Object point labels
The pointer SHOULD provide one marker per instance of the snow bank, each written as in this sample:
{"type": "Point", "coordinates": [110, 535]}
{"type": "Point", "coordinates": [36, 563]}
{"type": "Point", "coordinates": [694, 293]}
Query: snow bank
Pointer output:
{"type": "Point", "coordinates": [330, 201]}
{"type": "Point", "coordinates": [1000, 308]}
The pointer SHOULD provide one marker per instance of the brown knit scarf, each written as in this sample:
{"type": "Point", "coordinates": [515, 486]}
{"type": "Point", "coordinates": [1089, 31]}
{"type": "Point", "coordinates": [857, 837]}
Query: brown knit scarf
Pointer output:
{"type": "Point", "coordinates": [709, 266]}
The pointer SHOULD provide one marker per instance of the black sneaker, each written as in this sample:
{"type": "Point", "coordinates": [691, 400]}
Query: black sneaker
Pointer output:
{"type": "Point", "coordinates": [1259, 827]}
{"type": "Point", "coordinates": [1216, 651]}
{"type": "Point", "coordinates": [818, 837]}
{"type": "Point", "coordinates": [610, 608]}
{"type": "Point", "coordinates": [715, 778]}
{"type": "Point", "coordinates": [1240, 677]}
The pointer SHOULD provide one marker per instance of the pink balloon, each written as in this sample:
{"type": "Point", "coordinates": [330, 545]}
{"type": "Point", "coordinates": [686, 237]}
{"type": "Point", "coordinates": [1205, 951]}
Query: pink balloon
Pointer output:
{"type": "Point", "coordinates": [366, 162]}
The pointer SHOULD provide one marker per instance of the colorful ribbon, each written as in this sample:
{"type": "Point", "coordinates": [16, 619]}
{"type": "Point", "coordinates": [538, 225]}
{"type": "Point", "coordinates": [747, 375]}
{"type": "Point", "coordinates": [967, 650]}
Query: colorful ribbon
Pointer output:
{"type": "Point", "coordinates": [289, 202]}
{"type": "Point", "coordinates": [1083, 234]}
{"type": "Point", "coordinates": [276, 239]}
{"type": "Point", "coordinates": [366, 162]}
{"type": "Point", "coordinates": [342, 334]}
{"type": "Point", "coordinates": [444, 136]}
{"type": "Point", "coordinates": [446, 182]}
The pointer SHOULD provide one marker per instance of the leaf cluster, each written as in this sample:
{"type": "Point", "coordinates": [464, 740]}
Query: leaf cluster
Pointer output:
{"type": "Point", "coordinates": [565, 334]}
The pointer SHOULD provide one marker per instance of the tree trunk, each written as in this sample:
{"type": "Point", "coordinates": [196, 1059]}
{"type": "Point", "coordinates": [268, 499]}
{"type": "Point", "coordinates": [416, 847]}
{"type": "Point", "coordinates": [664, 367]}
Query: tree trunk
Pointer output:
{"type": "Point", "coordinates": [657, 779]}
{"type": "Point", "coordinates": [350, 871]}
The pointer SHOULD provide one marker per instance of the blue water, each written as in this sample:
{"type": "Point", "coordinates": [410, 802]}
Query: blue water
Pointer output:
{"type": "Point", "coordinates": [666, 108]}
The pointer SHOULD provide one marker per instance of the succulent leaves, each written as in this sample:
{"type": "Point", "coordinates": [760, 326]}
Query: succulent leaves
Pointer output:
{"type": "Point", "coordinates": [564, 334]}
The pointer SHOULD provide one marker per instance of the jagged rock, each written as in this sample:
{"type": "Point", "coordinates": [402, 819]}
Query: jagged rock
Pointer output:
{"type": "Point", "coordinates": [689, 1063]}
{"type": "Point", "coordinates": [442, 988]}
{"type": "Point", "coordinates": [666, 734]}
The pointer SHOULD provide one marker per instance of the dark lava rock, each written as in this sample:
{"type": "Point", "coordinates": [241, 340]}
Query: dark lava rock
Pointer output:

SET EXERCISE: Print the whole listing above again, line for line, without changing anything.

EXERCISE RESULT:
The pointer SHOULD provide one marker per instance of the snow bank, each written as in this sample:
{"type": "Point", "coordinates": [110, 535]}
{"type": "Point", "coordinates": [36, 563]}
{"type": "Point", "coordinates": [694, 293]}
Query: snow bank
Pointer output:
{"type": "Point", "coordinates": [330, 201]}
{"type": "Point", "coordinates": [1000, 308]}
The pointer SHOULD provide one marker per instance of the brown knit scarf, each written as in this sample:
{"type": "Point", "coordinates": [515, 486]}
{"type": "Point", "coordinates": [1089, 31]}
{"type": "Point", "coordinates": [857, 837]}
Query: brown knit scarf
Pointer output:
{"type": "Point", "coordinates": [709, 266]}
The pointer SHOULD provide one marker per instance of the black sneaker, each written as in this sample:
{"type": "Point", "coordinates": [691, 400]}
Query: black sneaker
Pointer output:
{"type": "Point", "coordinates": [1259, 827]}
{"type": "Point", "coordinates": [1216, 651]}
{"type": "Point", "coordinates": [818, 837]}
{"type": "Point", "coordinates": [610, 608]}
{"type": "Point", "coordinates": [715, 778]}
{"type": "Point", "coordinates": [1240, 677]}
The pointer SHOULD provide one marker per instance of the pink balloon, each written as in this sample:
{"type": "Point", "coordinates": [330, 545]}
{"type": "Point", "coordinates": [686, 237]}
{"type": "Point", "coordinates": [1205, 951]}
Query: pink balloon
Pointer output:
{"type": "Point", "coordinates": [366, 162]}
The pointer SHOULD provide one marker per instance of the colorful ribbon, each written as in this sample:
{"type": "Point", "coordinates": [16, 619]}
{"type": "Point", "coordinates": [538, 225]}
{"type": "Point", "coordinates": [747, 375]}
{"type": "Point", "coordinates": [967, 650]}
Query: colorful ribbon
Pointer output:
{"type": "Point", "coordinates": [289, 202]}
{"type": "Point", "coordinates": [1083, 234]}
{"type": "Point", "coordinates": [276, 239]}
{"type": "Point", "coordinates": [366, 162]}
{"type": "Point", "coordinates": [342, 334]}
{"type": "Point", "coordinates": [444, 136]}
{"type": "Point", "coordinates": [446, 182]}
The pointer SHOULD provide one marker per instance of the leaf cluster, each written as in this sample:
{"type": "Point", "coordinates": [464, 740]}
Query: leaf cluster
Pointer output:
{"type": "Point", "coordinates": [565, 334]}
The pointer SHOULD provide one marker per instance of the tree trunk, each written as in this sample:
{"type": "Point", "coordinates": [196, 1059]}
{"type": "Point", "coordinates": [268, 499]}
{"type": "Point", "coordinates": [416, 847]}
{"type": "Point", "coordinates": [664, 367]}
Query: tree trunk
Pointer output:
{"type": "Point", "coordinates": [657, 779]}
{"type": "Point", "coordinates": [350, 871]}
The pointer SHOULD provide one marker per instance of the blue water, each written as in this sample:
{"type": "Point", "coordinates": [410, 802]}
Query: blue water
Pointer output:
{"type": "Point", "coordinates": [666, 108]}
The pointer SHOULD provide one marker per instance of the succulent leaves, each written as in this sample:
{"type": "Point", "coordinates": [760, 326]}
Query: succulent leaves
Pointer output:
{"type": "Point", "coordinates": [564, 334]}
The pointer SHOULD provide one marker per instance of the jagged rock, each written as in this sample:
{"type": "Point", "coordinates": [402, 819]}
Query: jagged rock
Pointer output:
{"type": "Point", "coordinates": [689, 1063]}
{"type": "Point", "coordinates": [442, 988]}
{"type": "Point", "coordinates": [666, 734]}
The pointer SHOULD provide one marker per instance of the dark lava rock, each written as in this sample:
{"type": "Point", "coordinates": [241, 340]}
Query: dark lava rock
Pointer output:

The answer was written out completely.